Pointing records
↓↓↓
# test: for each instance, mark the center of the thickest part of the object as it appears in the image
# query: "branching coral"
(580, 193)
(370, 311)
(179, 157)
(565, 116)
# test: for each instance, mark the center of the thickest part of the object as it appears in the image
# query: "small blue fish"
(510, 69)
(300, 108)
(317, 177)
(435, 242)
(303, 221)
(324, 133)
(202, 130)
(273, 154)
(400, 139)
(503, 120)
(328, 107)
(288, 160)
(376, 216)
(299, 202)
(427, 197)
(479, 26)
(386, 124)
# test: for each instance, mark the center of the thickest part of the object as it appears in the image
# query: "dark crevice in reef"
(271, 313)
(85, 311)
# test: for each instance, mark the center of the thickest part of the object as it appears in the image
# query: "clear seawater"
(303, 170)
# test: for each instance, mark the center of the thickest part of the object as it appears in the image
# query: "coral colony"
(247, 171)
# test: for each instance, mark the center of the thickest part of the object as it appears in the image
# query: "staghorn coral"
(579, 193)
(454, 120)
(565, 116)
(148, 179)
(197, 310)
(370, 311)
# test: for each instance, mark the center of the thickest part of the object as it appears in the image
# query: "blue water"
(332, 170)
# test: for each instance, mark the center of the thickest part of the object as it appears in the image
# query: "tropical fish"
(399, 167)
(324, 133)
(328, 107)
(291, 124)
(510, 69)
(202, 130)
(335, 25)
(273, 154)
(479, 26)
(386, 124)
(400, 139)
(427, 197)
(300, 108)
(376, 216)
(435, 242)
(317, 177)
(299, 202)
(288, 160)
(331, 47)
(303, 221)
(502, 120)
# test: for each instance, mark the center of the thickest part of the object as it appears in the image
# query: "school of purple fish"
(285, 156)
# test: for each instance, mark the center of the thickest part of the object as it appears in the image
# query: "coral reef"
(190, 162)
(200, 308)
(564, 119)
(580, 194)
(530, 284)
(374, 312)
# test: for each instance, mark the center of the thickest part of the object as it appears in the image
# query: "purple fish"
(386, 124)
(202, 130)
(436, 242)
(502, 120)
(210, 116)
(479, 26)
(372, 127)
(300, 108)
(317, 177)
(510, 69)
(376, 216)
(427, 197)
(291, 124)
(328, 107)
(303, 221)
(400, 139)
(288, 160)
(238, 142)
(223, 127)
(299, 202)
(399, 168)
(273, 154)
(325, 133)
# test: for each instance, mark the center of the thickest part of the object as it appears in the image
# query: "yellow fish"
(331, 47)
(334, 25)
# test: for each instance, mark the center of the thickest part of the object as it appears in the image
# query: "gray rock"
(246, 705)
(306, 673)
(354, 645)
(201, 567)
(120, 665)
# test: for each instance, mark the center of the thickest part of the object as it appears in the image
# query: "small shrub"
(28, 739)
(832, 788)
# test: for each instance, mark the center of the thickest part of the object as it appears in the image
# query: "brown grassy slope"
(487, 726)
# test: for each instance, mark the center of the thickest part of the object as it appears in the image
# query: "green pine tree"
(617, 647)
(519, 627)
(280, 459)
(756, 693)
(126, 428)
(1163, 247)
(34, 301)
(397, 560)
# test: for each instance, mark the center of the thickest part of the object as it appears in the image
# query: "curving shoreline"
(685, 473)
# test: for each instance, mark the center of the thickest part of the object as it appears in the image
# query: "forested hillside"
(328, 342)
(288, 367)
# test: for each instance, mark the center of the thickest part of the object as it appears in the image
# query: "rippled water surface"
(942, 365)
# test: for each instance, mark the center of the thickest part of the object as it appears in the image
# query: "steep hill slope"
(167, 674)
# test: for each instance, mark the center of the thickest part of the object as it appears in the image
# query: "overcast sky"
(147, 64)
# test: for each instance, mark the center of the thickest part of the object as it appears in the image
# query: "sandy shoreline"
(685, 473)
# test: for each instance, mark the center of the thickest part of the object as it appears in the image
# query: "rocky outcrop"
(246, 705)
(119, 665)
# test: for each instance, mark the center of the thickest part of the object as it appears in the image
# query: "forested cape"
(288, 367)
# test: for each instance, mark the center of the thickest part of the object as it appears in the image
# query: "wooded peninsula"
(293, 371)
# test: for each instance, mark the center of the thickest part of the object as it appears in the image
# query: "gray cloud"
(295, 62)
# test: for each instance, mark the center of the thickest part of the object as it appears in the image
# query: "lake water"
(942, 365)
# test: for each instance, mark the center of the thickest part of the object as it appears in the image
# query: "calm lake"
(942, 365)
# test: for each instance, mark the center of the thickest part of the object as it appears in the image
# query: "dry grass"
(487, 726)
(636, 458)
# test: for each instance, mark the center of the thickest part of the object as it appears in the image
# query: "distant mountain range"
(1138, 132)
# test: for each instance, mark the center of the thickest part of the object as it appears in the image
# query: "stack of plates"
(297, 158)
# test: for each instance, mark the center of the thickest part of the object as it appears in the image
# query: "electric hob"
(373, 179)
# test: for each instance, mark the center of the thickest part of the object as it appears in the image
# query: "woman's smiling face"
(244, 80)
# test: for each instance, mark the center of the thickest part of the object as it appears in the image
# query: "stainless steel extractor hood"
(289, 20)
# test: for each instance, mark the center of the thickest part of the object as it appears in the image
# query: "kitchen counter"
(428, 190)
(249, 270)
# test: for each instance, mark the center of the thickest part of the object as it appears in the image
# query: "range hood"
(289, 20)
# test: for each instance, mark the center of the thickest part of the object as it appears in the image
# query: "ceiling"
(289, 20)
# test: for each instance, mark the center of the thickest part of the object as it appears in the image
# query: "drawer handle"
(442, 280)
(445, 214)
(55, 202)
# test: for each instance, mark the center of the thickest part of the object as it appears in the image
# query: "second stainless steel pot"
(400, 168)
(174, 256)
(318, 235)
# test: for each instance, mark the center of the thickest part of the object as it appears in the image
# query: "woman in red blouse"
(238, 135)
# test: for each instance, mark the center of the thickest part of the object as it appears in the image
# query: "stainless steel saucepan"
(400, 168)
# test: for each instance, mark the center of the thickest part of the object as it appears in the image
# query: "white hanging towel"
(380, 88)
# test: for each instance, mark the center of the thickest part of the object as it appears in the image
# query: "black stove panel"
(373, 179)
↑↑↑
↓↓↓
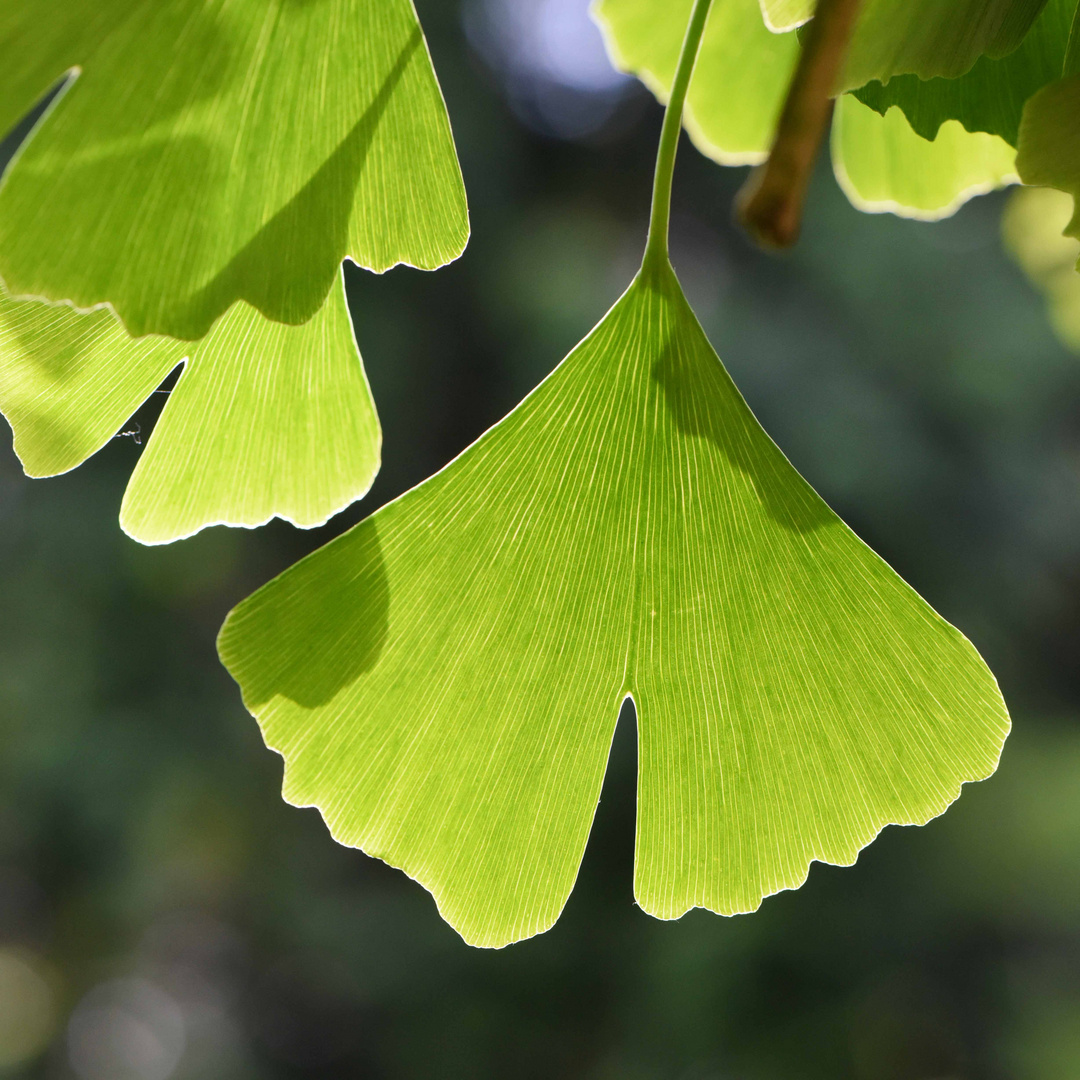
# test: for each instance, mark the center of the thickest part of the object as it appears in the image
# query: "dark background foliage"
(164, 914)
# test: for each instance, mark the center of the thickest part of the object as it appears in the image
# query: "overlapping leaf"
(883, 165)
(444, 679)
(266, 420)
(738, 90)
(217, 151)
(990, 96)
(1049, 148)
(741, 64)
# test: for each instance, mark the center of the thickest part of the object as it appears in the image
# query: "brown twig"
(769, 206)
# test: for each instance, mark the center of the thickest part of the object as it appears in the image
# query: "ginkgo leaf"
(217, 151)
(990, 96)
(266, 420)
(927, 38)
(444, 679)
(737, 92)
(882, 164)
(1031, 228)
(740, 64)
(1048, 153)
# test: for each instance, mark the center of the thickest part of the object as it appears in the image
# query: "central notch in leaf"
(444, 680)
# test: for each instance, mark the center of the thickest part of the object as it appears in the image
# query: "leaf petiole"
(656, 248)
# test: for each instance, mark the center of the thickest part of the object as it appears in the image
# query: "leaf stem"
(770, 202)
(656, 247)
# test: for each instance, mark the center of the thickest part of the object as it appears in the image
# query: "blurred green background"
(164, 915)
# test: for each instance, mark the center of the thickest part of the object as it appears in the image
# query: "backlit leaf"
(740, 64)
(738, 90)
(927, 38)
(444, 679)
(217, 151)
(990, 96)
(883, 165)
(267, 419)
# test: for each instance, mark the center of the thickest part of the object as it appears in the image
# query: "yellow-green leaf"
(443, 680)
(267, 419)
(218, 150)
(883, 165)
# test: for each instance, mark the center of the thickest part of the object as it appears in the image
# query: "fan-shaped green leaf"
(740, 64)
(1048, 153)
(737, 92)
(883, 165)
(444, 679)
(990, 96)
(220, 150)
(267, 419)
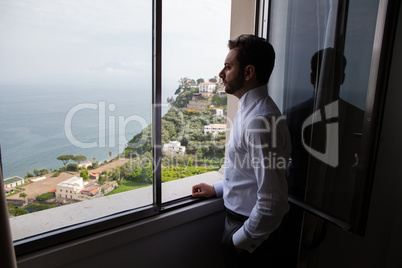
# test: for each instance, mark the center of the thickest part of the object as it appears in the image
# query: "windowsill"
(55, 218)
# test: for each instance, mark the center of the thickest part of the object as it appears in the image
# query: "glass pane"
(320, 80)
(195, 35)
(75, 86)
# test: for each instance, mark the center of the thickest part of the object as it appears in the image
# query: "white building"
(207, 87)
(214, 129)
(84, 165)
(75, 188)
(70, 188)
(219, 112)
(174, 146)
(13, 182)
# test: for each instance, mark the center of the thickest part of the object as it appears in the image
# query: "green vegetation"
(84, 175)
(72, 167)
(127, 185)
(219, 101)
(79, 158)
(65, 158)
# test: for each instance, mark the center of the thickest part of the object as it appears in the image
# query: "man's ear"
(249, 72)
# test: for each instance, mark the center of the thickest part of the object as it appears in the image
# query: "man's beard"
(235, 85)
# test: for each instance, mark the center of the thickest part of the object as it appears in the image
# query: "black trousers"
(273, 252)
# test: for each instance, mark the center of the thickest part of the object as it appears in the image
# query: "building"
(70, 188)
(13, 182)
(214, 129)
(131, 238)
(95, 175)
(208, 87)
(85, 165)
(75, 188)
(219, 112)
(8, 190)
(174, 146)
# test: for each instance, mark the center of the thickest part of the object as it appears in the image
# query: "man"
↑↑↑
- The task:
Gather every line from the records that holds the word "hood", and copy each one.

- Solution below:
# query: "stainless steel extractor hood"
# query: "range hood"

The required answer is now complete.